Excerpts from a point labeling dataset
================
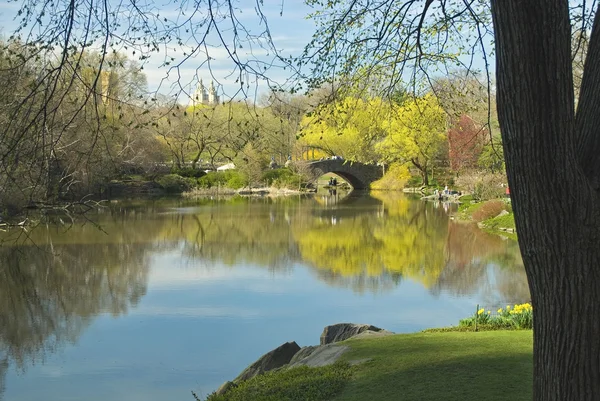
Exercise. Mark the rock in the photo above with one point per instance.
(373, 334)
(503, 213)
(343, 331)
(303, 353)
(277, 358)
(321, 356)
(225, 387)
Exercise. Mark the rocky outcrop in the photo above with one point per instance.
(321, 356)
(303, 353)
(225, 387)
(343, 331)
(277, 358)
(290, 354)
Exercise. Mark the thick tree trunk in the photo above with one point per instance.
(557, 210)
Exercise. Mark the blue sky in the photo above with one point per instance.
(288, 26)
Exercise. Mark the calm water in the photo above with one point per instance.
(169, 297)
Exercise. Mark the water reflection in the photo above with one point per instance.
(53, 286)
(50, 293)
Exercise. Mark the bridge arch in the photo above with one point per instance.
(358, 175)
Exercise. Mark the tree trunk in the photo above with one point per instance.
(557, 210)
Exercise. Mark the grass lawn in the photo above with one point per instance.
(462, 366)
(492, 365)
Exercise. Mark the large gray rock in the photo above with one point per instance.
(303, 353)
(225, 387)
(277, 358)
(320, 356)
(343, 331)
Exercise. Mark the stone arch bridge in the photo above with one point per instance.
(359, 175)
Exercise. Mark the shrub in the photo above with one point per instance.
(230, 178)
(483, 186)
(281, 178)
(173, 183)
(395, 178)
(237, 181)
(414, 181)
(518, 317)
(488, 210)
(188, 172)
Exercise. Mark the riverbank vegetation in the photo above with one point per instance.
(494, 365)
(110, 130)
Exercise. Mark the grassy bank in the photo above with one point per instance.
(493, 365)
(495, 215)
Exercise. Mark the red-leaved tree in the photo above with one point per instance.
(465, 143)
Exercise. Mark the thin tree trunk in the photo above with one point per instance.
(556, 208)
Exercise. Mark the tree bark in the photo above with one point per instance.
(557, 210)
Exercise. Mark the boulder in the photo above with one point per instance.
(277, 358)
(303, 353)
(343, 331)
(225, 387)
(320, 356)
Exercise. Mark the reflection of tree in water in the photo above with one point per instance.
(400, 239)
(478, 262)
(50, 294)
(3, 369)
(360, 283)
(367, 243)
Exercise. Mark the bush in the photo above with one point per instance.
(281, 178)
(517, 317)
(483, 186)
(237, 181)
(173, 183)
(188, 172)
(230, 178)
(414, 181)
(488, 210)
(395, 178)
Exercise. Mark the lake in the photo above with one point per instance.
(151, 300)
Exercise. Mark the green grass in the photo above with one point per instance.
(493, 365)
(454, 365)
(298, 384)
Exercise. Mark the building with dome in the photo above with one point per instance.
(202, 95)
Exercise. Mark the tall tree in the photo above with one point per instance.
(551, 149)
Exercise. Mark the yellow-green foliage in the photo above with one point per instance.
(416, 132)
(394, 179)
(348, 128)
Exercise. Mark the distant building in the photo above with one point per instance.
(205, 96)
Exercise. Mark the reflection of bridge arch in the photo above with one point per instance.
(359, 175)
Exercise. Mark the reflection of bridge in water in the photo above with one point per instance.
(358, 175)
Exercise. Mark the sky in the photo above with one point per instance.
(289, 28)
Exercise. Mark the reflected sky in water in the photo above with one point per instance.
(179, 296)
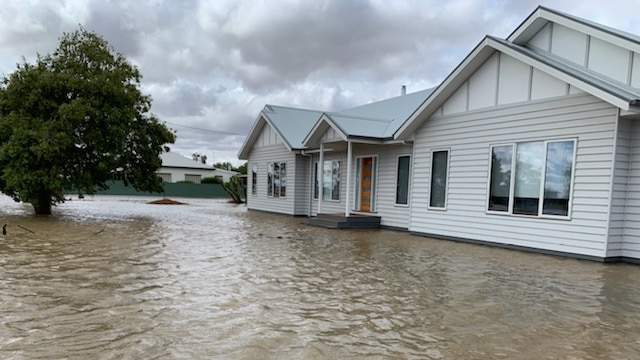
================
DIRECTIONS FOR THIS TASK: Arrange every line of the material above as a numbered list, leaving out blank lines and the pictures.

RESPONSE TO THE EXERCISE:
1. Exercise. Mark the rock in the photo above with one point per instance.
2. (373, 334)
3. (503, 213)
4. (343, 331)
5. (303, 353)
6. (277, 358)
7. (321, 356)
8. (225, 387)
9. Exercise. Mark the rocky outcrop in the photo above with one point per instance.
10. (321, 356)
11. (303, 353)
12. (225, 387)
13. (343, 331)
14. (277, 358)
15. (290, 354)
16. Exercise. Mark the thick tree trunk in the photo above with one point per instance.
17. (557, 210)
18. Exercise. Mark the blue sky in the photo above with one point per instance.
19. (288, 26)
20. Exercise. Mark the calm water in the photo above with one point per instance.
21. (169, 297)
22. Exercise. Mark the water reflection in the photo above with one point per instance.
23. (53, 286)
24. (50, 293)
25. Exercise. Mark the bridge arch in the photo above with one point per instance.
26. (358, 175)
27. Exercise. Mark the tree trunk in the photo above with one point per instance.
28. (557, 210)
29. Exercise. Mark the grass lawn in the photo above with one point per instance.
30. (462, 366)
31. (492, 365)
32. Exercise. Mark the large gray rock in the photo above with one point per instance.
33. (303, 353)
34. (225, 387)
35. (277, 358)
36. (320, 356)
37. (343, 331)
38. Exercise. Mark the stone arch bridge in the photo above with one point per instance.
39. (359, 175)
40. Exercise. Mark the shrub in the photo above with one point per instance.
41. (230, 178)
42. (483, 186)
43. (281, 178)
44. (173, 183)
45. (395, 178)
46. (237, 181)
47. (414, 181)
48. (518, 317)
49. (488, 210)
50. (188, 172)
51. Exercise. Mark the riverbank vegetation in the photo above with one point per instance.
52. (494, 365)
53. (110, 130)
54. Exercise. Mark the grassy bank in the photo above with one point per instance.
55. (493, 365)
56. (495, 215)
57. Exercise. Mark the red-leaved tree in the photo above with one point per instance.
58. (465, 143)
59. Exercise. Mark the thin tree trunk in the photo above with one point per instance.
60. (556, 208)
61. Exercise. Mark the tree bark in the photo above with one point per instance.
62. (557, 210)
63. Exercise. Mark the boulder in the photo above with one point per instance.
64. (277, 358)
65. (303, 353)
66. (343, 331)
67. (225, 387)
68. (320, 356)
69. Exercise. Mark the reflection of tree in water in the photo above with one point per instance.
70. (400, 239)
71. (478, 262)
72. (50, 294)
73. (3, 369)
74. (360, 283)
75. (367, 243)
76. Exercise. Mark the bush in the photo above with one point per instance.
77. (281, 178)
78. (517, 317)
79. (483, 186)
80. (237, 181)
81. (173, 183)
82. (188, 172)
83. (230, 178)
84. (414, 181)
85. (488, 210)
86. (395, 178)
87. Exercise. Mark the lake in the photo above with one point per instance.
88. (151, 300)
89. Exercise. Mark the green grass in the photo above with one point per instance.
90. (493, 365)
91. (454, 365)
92. (298, 384)
93. Exercise. Mark the building with dome in the photo above with one point per instance.
94. (202, 95)
95. Exercise. Mark the tall tree in the photo above with one point per instance.
96. (551, 149)
97. Exercise. Mark the yellow-green foliage in the photo above with one point per instance.
98. (416, 132)
99. (394, 179)
100. (348, 128)
101. Exercise. Mark the distant building in the photo above with one point per instance.
102. (205, 96)
103. Exercise. Mark the reflection of bridge arch in the photo above with one point per instance.
104. (359, 175)
105. Exercise. Mark the reflection of bridge in water in the photo above with one point per instance.
106. (358, 175)
107. Exercise. Mark the sky in the photo above with one point per instance.
108. (289, 28)
109. Exercise. Mark the reflected sky in water in the photo above with one point per instance.
110. (179, 296)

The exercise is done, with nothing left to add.